[EXERCISE]
Which lines in the items below contain the string "query"? Pick out each such line and copy it in full.

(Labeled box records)
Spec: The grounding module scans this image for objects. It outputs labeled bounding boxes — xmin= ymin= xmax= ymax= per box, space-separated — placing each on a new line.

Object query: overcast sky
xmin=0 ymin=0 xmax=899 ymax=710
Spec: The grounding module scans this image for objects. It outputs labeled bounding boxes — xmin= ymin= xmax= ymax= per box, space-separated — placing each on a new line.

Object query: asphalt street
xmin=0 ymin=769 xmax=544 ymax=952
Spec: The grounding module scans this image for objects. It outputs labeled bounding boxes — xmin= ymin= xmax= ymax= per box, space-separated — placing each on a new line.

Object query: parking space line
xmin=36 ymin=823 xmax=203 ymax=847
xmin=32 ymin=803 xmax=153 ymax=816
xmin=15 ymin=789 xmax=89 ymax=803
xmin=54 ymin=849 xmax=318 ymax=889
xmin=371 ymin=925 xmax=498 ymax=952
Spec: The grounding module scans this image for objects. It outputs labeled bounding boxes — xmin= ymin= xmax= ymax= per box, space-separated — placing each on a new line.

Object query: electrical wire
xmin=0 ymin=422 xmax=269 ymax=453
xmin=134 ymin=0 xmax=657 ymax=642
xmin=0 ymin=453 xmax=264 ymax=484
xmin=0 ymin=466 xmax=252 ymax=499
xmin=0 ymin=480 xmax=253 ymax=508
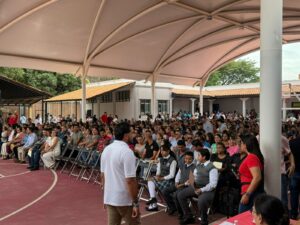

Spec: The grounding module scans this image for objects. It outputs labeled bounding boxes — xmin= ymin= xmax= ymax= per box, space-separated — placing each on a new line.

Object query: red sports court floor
xmin=0 ymin=160 xmax=225 ymax=225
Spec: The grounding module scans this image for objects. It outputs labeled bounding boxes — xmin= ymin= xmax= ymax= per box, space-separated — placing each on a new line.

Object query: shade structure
xmin=0 ymin=0 xmax=300 ymax=85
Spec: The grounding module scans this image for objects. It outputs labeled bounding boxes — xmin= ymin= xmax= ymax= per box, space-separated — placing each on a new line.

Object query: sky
xmin=240 ymin=43 xmax=300 ymax=80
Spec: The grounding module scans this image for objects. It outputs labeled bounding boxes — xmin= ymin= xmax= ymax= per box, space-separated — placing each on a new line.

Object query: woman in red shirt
xmin=239 ymin=134 xmax=264 ymax=213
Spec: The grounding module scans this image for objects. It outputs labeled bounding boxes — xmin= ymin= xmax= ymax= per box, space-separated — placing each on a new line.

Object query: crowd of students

[COMPLETED EXERCISE]
Object query: overcast sky
Object query: asphalt street
Object query: parking space line
Object query: electrical wire
Object query: red sports court floor
Object query: shade structure
Object query: sky
Object query: woman in red shirt
Object query: crowd of students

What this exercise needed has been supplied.